*** RECORDS TO USE Section Begins ***

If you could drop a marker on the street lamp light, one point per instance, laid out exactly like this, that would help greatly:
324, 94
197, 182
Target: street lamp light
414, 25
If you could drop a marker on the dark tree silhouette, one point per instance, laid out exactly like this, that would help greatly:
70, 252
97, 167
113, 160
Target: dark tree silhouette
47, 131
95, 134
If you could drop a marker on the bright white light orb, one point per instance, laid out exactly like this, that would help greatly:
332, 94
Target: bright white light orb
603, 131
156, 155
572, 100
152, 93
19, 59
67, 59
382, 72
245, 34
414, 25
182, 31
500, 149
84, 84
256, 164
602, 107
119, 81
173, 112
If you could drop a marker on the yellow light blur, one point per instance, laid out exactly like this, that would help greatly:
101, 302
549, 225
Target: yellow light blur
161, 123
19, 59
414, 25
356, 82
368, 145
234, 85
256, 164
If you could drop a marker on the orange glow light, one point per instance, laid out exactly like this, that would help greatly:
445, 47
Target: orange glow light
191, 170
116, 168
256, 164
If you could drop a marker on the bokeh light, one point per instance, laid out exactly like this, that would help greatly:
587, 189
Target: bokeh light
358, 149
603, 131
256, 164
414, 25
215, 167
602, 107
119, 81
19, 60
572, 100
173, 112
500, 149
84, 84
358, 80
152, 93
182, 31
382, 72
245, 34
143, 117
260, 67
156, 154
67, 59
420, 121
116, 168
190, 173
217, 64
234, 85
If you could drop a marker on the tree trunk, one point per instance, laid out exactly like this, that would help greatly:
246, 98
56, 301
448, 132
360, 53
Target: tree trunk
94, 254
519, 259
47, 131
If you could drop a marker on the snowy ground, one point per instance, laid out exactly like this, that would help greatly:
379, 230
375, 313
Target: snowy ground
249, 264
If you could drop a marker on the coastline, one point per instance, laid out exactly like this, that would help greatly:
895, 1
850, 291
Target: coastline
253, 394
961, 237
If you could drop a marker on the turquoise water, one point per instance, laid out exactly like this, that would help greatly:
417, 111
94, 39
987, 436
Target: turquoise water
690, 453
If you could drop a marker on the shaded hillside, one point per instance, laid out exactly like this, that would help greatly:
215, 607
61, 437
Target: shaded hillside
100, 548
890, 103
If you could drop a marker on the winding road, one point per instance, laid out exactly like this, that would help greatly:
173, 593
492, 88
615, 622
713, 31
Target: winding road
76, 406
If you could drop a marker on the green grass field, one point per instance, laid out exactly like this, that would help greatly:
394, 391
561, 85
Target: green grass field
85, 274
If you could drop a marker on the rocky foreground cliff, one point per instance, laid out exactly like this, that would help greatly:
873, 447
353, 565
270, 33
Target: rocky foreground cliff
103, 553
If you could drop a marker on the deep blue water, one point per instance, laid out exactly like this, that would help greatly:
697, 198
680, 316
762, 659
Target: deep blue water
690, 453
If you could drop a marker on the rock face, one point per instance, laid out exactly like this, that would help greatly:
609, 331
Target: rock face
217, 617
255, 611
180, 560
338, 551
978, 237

*** RECORDS TO USE Section Ends ***

■ PROMPT ■
Each entry above needs to be retyped exactly.

■ FINISHED EXERCISE ■
If you could drop a marker on the street lamp light, one point per instance, laid out exactly like this, that would help greatly:
324, 94
197, 182
Target: street lamp light
414, 25
If you could drop a marker on the dark tree silhouette, one point per instance, laid out exactly like this, that would help greatly:
70, 252
97, 167
113, 160
Target: dark tree silhouette
47, 131
95, 134
If you could drop a marker on the bright white light orb, one point per instance, laid out exactly like this, that would help greatly:
332, 94
Target: bright white light orb
603, 131
156, 155
572, 100
152, 93
19, 59
67, 59
382, 72
245, 34
414, 25
182, 31
500, 149
84, 84
256, 164
602, 107
119, 81
173, 112
If you could drop a marker on the yellow light blur, one point per instance, laid out exactly like this, that would help greatly:
101, 302
549, 225
Target: yellow light blur
161, 123
19, 59
414, 25
356, 82
368, 145
234, 85
256, 164
If you could drop a marker on the orange glow light, one point per instance, laid out exactly like this, that would help greatly:
445, 47
Target: orange glow light
191, 170
116, 168
256, 164
If you could drop a marker on the bokeh light, one point per instance, laid out exactly like this, that would help greatly:
587, 189
Target: bokeh light
358, 149
603, 131
256, 164
414, 25
215, 167
602, 107
119, 81
19, 60
572, 100
173, 112
500, 149
84, 84
358, 80
152, 93
182, 31
382, 72
245, 34
143, 117
260, 67
156, 154
67, 59
420, 121
116, 168
190, 173
217, 64
234, 85
If you could drop a marker on the tree trunk, one point per instance, laid out exactly like this, that would help greatly:
246, 98
56, 301
448, 132
360, 53
Target: tree trunk
94, 254
519, 259
47, 131
If you could drop a marker on the snowy ground, one point per instance, laid out exactly like this, that would help greatly:
379, 230
375, 313
Target: snowy ground
249, 264
If you could drop a marker on the coastline, one point per instance, laid out exactly like this, that would help greatly:
895, 1
850, 291
Target: coastline
253, 394
961, 237
If you could drop a marker on the turquoise water, one point per instance, laid out exactly like this, that would help greatly:
417, 111
94, 39
987, 436
Target: turquoise water
690, 453
If you could drop a marker on the shaded hillside, one point per instance, laid out exactly like this, that would help greatly:
215, 607
61, 437
Target: shaded hillside
100, 548
890, 103
If you could drop a marker on the winding road, one point per instance, laid out exactly like this, that would help greatly:
173, 593
492, 88
615, 622
713, 31
Target: winding road
76, 406
If you could drop a marker on the green grass field, one point per instance, laid out exactly like this, that would help greatly:
394, 391
561, 85
Target: green grass field
85, 274
If you could drop a marker on the rocky foreground cliff, one point per instance, laid out exactly like this, that would help greatly:
873, 447
353, 565
270, 33
Target: rocky foreground cliff
103, 553
If you could drop a marker on the deep blue water, one point per instance, laid out exactly like this, that would help greatly:
697, 198
680, 316
762, 659
Target: deep blue water
690, 453
If you could drop a marker on the rock face, one point per instance, laid out exactly like this, that would help greatly:
609, 331
Target: rock face
217, 617
255, 611
180, 560
338, 551
978, 237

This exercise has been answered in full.